● TO DO
Please list every person named in the report about the psychologist below.

● TEXT FOR ANALYSIS
From Grand Rapids, Michigan, from about middle of the month
Psychologist Robert Eardley of Ada Township plead guilty to two counts of fourth-degree criminal sexual contact and no contest to two counts of sexual penetration Monday in Kent County Circuit Court. Eardley was charged in two cases of sexually assaulting patients, one deaf and the other with multiple personalities. He plead guilty and no contest in exchange for other charges being dropped. He is to be sentenced August 7. He also will lose his social work and psychology licenses and must register as a sex offender.
See also this local TV station report, with much more information here.
Here are nore details from the earlier report:
A psychologist who police say slept with his patients is in more trouble. 53 year old Robert Eardley was charged in July with sexual assault for having a relationship with a patient.Some details have been edited for space
Now more serious charges have been filed, and another woman claims she was a victim.
Police say 53 year old Robert Eardley, a psychologist who at one time worked at Touchstone Innovare's mental health clinic on Sheldon Avenue in Grand Rapids, turned one of his patients into a victim. "He manipulated these women to get to what he wants," says Detective Les Smith of the Grand Rapids Police Department. What Eardley wanted, according to Detective Smith, was sex.
Smith says it started in 1997, when Eardley worked out of an office on Lafayette Avenue in Grand Rapids. He treated a woman with Dissociative Identity Disorder, sometimes known as Multiple Personality Disorder. After forming a doctor-patient relationship, Smith says, he convinced the woman to have a sexual one. "He took it upon himself to pray upon their weakness and use it to his advantage," says Smith.
A few years' later police say Eardley did it again, this time at the Touchstone innovare clinic. Like before, it was a woman who was getting help for past sexual abuse which caused the identity disorder. When she came forward this year after the five year sexual relationship police arrested Eardley and charged him with fourth degree criminal sexual conduct - a misdemeanor.
Detective Smith and Prosecutor Helen Brinkman thought Eardley should get more. "Myself and the prosecutor were kind of amazed that the only thing he could face was a CSC 4th charge for the crimes he committed," Smith says. So the prosecutor researched it and found a somewhat obscure law called "Sexual Intercourse under Pretext of Medical Treatment."
That's a felony and now Eardley is charged with five counts for the two women. He will turn himself in at the county jail Thursday to be arraigned on the new charges.
1 comment:
Thanks for the article. I am the second victim of this therapist. I am deaf and I have dissociative identity disorder (as well as four other diagnoses). I can honestly say that clients who experience this abuse really can feel like they deserve the blame. It's been 6+ years since I've seen him and it's still a major topic in my current therapy. Clients don't just "get over it." I can't tell you how much this destroyed my trust in therapists. At the same time, I miss Eardley because I felt he was a good friend to me despite the sex. Either way, I do know it was damaging and I hope other victims of sexual conduct with a mental health professional treating them is scarring and harmful.

● INFORMATION

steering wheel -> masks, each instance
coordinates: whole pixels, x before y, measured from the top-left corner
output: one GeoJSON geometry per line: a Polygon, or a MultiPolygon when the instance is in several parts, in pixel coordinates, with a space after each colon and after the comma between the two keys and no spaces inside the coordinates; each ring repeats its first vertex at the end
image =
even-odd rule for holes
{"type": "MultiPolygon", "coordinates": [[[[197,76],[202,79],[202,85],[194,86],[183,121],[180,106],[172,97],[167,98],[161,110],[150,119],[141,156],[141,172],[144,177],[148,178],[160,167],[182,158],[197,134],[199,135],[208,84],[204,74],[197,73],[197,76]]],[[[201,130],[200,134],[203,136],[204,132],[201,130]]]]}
==
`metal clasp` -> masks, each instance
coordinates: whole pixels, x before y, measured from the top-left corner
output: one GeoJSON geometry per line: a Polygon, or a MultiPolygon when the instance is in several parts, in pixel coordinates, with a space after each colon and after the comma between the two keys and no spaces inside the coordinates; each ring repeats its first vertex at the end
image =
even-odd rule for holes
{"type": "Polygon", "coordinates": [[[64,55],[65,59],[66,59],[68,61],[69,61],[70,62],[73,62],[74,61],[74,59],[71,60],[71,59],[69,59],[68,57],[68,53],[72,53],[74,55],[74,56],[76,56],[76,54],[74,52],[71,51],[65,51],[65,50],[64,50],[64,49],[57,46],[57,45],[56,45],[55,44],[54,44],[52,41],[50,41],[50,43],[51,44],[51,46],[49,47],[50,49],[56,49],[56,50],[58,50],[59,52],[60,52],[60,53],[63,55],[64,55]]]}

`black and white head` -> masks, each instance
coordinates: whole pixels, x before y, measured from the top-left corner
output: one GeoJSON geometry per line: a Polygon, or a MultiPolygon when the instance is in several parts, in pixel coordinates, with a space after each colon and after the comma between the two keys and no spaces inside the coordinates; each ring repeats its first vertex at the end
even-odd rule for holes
--
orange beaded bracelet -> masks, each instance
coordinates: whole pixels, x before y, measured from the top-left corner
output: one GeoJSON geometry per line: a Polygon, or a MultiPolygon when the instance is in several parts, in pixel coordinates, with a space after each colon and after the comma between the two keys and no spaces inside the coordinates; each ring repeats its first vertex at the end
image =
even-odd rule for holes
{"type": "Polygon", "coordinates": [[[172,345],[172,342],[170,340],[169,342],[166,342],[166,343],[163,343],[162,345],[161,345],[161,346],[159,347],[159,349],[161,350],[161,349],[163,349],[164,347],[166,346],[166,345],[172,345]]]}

● RESPONSE BELOW
Robert Eardley, Les Smith, Helen Brinkman